# Attempt to Create a KY Meeting



## david.cravens (Apr 20, 2010)

Figured I'd gauge the reaction of people on here. In the past I've talked to people about trying and doing physical meetings as a club. Nothing really came out of fruition mainly because I don't think anybody really knew how to approach it. That being said I wish to bring the subject up again. I do not think this is something we can do via monthly meetings, but perhaps its something we might be able to do a few times a year.

I would be more inclined gearing the meeting to include all amphibian enthusiasts. Perhaps if we were able to get guest speakers to come we can use library meeting rooms to hold our meetings. Just FYI I have looked at the Library here in Frankfort as I feel it is a good location roughly between Louisville and Lexington (I'm totally open to having a floating meeting spot). I'm open to suggestions and please let me know if such a thing would interest you and if not why. I think the hardest part right now is everybody is spread throughout the state making finding an agreeable meeting point difficult.

Thanks for your time.

Also I have a group page https://www.facebook.com/groups/126088257401864/ . Right now there is only 25 members including me, hopefully some of you all will be interested as well.


----------



## J&rreptiles (Jun 2, 2013)

My brother and I would definitely be interested, where located in Louisville, but would be willing to make a bit of a drive if necessary. Just lye me know a time and place


----------



## david.cravens (Apr 20, 2010)

J&rreptiles said:


> My brother and I would definitely be interested, where located in Louisville, but would be willing to make a bit of a drive if necessary. Just lye me know a time and place


Awesome, I'll make sure to post on here or in the KY Frogger page on here as well with any updates. I'm expecting the first meeting to be later in the year.


----------

LISTING>
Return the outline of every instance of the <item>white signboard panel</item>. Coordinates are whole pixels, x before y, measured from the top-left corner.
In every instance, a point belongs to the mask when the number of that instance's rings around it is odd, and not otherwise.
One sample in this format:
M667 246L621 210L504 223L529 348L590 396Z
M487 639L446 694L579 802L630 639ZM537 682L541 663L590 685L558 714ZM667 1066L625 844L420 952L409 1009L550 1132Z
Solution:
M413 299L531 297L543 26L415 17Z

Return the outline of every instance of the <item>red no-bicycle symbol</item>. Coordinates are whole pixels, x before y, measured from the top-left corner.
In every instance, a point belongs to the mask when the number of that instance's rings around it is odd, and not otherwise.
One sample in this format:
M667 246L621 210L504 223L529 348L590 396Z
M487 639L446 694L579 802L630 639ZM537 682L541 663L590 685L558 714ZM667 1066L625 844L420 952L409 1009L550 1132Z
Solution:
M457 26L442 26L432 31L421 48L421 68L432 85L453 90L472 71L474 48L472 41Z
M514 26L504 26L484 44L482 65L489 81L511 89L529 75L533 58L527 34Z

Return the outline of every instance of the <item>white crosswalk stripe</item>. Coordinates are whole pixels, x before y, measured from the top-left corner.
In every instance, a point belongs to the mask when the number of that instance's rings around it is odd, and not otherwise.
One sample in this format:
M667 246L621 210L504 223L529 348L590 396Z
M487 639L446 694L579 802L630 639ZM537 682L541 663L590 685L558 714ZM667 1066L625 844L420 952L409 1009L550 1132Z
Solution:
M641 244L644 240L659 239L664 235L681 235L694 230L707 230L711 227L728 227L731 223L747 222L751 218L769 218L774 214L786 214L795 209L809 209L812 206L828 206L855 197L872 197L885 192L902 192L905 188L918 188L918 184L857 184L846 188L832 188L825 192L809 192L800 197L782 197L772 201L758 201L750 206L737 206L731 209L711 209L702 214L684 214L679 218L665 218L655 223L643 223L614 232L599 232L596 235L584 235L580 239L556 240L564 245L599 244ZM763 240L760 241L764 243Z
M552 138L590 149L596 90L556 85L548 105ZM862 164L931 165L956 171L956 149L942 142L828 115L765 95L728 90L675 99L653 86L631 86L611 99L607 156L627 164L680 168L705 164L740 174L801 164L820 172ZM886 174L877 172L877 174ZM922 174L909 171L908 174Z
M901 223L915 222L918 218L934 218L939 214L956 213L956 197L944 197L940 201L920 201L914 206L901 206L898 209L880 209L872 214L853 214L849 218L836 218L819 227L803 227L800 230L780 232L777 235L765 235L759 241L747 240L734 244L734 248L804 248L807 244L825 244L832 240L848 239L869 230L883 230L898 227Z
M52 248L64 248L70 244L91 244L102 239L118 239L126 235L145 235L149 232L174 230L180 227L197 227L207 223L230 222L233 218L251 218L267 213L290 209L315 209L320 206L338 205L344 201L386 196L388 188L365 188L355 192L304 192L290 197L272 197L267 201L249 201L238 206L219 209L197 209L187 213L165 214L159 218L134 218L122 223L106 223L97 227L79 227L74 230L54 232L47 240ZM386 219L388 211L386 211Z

---

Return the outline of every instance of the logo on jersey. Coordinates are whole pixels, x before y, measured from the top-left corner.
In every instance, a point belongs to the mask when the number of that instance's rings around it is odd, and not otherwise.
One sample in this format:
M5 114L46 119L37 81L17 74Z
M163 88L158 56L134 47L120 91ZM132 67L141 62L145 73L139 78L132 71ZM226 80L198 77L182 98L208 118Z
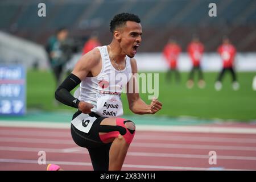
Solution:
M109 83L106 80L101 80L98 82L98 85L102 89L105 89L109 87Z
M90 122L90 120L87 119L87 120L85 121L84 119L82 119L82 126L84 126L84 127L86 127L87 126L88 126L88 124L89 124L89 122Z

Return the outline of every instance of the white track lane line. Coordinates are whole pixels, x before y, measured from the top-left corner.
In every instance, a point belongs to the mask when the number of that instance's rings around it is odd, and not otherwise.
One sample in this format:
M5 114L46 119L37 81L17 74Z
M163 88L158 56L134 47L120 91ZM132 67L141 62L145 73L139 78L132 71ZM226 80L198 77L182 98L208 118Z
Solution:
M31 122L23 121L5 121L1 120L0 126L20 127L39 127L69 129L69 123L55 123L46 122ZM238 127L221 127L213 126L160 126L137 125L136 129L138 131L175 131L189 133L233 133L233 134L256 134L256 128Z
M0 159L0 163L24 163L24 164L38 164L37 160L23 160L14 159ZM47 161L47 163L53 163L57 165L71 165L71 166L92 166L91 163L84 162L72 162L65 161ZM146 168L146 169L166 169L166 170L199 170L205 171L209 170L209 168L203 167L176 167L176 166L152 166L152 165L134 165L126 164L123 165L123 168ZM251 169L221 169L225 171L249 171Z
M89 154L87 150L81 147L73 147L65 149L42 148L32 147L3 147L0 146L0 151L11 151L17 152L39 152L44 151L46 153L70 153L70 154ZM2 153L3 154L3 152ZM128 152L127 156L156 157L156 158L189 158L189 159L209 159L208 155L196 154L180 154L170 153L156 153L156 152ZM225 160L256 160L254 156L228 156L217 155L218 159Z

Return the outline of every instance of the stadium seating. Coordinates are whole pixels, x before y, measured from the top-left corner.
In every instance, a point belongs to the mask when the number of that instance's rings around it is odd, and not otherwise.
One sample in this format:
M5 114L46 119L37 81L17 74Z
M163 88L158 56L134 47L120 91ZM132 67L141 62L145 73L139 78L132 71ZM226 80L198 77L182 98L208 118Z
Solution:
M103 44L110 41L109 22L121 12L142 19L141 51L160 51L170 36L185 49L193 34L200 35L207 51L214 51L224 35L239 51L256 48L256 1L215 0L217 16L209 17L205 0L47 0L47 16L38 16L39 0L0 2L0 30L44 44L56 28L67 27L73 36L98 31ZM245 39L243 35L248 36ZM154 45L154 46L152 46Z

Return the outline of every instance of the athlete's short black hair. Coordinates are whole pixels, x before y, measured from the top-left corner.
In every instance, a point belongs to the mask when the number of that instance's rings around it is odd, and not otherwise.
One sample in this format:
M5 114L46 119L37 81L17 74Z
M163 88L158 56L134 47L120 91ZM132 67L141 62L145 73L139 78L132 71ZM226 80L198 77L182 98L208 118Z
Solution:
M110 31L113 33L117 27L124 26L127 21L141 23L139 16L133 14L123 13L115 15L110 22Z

---

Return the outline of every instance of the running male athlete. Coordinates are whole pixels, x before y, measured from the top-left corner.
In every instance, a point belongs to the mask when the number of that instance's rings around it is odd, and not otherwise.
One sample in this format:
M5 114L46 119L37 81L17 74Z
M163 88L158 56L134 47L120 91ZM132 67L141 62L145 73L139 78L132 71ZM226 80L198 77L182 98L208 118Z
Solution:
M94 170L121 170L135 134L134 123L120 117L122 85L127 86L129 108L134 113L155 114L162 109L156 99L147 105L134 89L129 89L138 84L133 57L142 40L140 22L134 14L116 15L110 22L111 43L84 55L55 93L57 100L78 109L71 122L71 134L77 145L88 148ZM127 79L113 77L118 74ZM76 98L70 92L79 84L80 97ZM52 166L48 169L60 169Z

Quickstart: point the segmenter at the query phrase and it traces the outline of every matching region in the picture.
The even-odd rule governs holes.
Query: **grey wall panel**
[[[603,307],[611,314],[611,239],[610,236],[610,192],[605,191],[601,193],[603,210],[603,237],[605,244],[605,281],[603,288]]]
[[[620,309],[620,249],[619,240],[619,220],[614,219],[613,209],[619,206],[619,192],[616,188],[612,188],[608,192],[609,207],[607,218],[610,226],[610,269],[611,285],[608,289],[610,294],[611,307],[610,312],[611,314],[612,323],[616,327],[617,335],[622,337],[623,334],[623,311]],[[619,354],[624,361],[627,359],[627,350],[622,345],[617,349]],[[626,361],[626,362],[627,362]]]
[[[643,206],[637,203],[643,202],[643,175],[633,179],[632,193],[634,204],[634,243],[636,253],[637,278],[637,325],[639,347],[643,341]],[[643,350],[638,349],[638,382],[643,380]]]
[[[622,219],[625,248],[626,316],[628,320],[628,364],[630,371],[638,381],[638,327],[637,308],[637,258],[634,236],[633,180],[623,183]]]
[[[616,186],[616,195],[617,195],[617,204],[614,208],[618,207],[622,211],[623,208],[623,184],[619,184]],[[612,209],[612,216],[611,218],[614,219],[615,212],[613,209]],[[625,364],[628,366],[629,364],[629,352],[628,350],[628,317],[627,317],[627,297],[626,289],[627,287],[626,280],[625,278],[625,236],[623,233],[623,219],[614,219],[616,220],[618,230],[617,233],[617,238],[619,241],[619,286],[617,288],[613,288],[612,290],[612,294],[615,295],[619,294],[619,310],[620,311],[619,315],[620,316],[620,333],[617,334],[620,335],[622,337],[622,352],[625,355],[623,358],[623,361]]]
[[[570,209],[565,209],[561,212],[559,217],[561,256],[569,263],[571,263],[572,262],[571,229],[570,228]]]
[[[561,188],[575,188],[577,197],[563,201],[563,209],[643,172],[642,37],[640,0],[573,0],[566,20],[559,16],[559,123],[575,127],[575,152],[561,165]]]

REQUESTS>
- a) In the KY meeting thread, which town's library has the first poster looked at as a meeting place?
- b) Reproduce the part of the KY meeting thread that opens with the words containing "Also I have" and closes with "interested as well.".
Work from the KY meeting thread alone, not the material.

EXPECTED RESULTS>
- a) Frankfort.

- b)
Also I have a group page https://www.facebook.com/groups/126088257401864/ . Right now there is only 25 members including me, hopefully some of you all will be interested as well.